- [Problem requirements] Copy out everything in the items from the line containing "Note: mark the long" down to the line containing "(1209, 517)", both of those lines included, keeping each line unchanged.
::: Source material :::
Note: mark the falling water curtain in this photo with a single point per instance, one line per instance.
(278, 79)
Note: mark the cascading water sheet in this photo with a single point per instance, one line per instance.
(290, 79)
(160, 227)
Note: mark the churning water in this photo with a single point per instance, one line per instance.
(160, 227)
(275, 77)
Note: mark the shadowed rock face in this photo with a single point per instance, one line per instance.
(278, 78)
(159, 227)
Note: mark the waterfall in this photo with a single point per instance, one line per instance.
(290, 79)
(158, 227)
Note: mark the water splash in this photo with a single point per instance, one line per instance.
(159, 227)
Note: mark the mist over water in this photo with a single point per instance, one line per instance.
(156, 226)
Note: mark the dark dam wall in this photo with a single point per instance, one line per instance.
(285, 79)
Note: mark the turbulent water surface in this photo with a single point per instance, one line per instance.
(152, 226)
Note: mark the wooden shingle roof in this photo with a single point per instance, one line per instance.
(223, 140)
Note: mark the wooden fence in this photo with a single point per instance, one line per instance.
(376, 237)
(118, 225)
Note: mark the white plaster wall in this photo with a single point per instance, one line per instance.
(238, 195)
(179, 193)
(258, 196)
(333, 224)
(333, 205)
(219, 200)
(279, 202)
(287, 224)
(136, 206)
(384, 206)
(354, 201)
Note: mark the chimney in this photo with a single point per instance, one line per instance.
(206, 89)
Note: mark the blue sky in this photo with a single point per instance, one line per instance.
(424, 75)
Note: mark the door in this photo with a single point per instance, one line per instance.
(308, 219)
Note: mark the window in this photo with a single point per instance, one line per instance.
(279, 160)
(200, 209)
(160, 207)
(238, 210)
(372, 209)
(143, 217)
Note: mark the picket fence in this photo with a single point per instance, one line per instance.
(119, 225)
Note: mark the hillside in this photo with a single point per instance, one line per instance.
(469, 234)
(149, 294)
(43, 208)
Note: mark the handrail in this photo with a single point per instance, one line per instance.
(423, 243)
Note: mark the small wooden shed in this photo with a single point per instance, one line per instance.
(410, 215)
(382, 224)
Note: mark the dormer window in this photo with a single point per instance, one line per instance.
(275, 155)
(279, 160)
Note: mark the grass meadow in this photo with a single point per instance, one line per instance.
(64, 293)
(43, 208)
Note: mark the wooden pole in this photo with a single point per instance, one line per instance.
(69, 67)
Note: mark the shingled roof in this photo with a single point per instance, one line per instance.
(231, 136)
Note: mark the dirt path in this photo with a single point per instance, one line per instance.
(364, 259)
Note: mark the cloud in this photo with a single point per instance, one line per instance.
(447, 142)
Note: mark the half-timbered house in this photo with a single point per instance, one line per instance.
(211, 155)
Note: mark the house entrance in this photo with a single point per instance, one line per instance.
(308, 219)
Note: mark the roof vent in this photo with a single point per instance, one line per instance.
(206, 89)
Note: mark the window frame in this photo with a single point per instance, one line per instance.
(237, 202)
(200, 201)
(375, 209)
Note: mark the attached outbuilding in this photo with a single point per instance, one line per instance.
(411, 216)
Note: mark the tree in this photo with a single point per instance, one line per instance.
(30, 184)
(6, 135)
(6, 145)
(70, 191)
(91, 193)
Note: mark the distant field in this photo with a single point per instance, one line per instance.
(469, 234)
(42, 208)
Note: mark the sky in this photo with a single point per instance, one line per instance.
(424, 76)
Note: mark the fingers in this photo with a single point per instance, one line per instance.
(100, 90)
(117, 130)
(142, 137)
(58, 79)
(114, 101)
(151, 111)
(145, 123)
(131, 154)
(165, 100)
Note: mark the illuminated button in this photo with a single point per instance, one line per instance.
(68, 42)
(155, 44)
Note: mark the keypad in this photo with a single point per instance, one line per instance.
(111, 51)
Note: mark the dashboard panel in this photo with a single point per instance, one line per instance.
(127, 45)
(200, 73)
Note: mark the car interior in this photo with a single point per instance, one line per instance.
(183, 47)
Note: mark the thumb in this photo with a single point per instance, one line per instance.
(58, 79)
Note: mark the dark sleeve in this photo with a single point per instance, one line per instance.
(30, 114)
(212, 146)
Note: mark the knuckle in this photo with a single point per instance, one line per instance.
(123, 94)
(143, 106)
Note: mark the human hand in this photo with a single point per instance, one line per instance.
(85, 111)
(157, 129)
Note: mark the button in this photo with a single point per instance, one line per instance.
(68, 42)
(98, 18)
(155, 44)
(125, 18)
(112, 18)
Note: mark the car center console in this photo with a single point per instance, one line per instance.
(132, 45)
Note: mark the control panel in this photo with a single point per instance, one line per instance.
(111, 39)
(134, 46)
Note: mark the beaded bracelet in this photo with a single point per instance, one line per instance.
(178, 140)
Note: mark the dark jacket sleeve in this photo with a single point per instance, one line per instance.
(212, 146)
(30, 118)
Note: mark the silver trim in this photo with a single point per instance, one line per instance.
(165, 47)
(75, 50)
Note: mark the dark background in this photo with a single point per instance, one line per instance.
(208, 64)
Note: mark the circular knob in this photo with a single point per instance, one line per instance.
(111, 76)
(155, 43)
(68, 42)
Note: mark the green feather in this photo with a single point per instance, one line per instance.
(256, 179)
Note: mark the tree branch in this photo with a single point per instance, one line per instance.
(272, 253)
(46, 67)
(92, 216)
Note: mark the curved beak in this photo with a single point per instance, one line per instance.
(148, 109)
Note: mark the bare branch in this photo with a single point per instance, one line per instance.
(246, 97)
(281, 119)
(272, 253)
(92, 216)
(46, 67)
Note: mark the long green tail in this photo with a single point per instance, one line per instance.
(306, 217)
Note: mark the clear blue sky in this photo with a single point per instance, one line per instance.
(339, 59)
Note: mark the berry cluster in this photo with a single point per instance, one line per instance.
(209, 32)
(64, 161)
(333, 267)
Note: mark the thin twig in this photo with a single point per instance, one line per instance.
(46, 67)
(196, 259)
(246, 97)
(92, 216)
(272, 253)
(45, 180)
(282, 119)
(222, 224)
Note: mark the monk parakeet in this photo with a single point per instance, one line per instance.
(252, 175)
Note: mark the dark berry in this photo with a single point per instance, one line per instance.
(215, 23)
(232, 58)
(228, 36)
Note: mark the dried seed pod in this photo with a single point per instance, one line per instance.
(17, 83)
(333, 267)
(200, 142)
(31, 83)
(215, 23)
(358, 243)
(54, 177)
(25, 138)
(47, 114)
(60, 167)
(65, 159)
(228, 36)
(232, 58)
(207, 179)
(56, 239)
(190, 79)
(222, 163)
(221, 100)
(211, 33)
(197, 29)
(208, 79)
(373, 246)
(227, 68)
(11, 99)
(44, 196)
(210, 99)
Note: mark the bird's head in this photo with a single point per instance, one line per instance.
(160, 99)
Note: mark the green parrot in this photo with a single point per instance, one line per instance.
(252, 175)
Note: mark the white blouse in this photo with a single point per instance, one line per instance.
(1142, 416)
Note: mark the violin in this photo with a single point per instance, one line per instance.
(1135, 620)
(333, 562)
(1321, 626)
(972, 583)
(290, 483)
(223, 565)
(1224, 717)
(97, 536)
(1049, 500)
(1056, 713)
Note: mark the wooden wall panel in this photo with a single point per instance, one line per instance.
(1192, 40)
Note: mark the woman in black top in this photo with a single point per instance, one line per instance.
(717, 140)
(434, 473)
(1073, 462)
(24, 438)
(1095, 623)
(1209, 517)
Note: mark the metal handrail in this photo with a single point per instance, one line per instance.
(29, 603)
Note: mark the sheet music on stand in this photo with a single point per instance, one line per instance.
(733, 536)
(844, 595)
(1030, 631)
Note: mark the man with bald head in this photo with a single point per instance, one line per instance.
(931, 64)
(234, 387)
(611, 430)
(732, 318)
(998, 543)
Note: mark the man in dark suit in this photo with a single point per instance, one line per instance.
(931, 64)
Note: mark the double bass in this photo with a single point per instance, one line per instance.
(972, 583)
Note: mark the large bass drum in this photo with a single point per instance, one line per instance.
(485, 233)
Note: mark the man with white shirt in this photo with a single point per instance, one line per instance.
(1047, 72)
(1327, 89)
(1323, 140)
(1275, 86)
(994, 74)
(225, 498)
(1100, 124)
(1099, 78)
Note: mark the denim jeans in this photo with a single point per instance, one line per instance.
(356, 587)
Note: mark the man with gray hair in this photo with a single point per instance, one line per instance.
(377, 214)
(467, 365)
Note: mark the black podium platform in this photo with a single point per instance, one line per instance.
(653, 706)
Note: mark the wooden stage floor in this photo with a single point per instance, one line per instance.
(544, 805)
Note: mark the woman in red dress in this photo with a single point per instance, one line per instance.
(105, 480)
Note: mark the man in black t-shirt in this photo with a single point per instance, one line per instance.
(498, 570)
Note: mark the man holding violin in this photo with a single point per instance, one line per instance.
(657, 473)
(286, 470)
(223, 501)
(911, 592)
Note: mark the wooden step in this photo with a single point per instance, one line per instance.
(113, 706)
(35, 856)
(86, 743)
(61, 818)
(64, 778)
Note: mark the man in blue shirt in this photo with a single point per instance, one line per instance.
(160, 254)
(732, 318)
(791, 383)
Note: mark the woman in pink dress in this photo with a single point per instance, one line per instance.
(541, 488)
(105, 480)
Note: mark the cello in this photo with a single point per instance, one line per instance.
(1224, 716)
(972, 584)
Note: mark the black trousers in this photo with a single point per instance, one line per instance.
:::
- [Result of the exercise]
Note: mark the long green tail in this photo with a single point per instance, one line per instance.
(306, 217)
Note: mark the clear blue sky in this photo with a single point per instance, one line per instance.
(339, 59)
Note: mark the berry cluster in this photo with a single point per instance, one line per instance.
(209, 32)
(64, 161)
(333, 267)
Note: mark the thin twig in this photo with a single point per instance, one line per instance.
(46, 67)
(196, 259)
(246, 97)
(92, 216)
(272, 253)
(45, 180)
(282, 119)
(222, 224)
Note: mark the monk parakeet in this photo with a single point per instance, one line per instance.
(252, 175)
Note: mark the dark berry in this photo with a single point per instance, one line per instance.
(215, 23)
(232, 58)
(228, 36)
Note: mark the dried seed pod in this photo with a single point per instance, one line per instance.
(17, 83)
(333, 267)
(200, 142)
(31, 83)
(215, 23)
(358, 243)
(54, 177)
(25, 138)
(47, 114)
(60, 167)
(65, 159)
(228, 36)
(232, 58)
(207, 179)
(56, 239)
(190, 79)
(222, 163)
(221, 100)
(211, 33)
(197, 29)
(208, 79)
(373, 246)
(227, 68)
(11, 99)
(44, 196)
(210, 99)
Note: mark the bird's head in this photo with a single point per instance, one line per instance.
(160, 99)
Note: mark the green parrot in this photo with a single point per instance, one line per instance.
(252, 175)
Note: mark the white blouse in this photo with a single point per instance, one line per instance.
(1142, 416)
Note: mark the violin in this photo with a single point per instance, one line per instance.
(1135, 620)
(333, 562)
(1321, 626)
(972, 583)
(290, 483)
(223, 565)
(1224, 717)
(97, 536)
(1049, 500)
(1056, 713)
Note: mark the wooden wall panel in this photo with a single point per instance, one line per instance.
(1192, 40)
Note: mark the woman in black top in this photo with a single point per instance, one line per instance.
(717, 140)
(434, 473)
(1073, 462)
(24, 438)
(1095, 623)
(1209, 517)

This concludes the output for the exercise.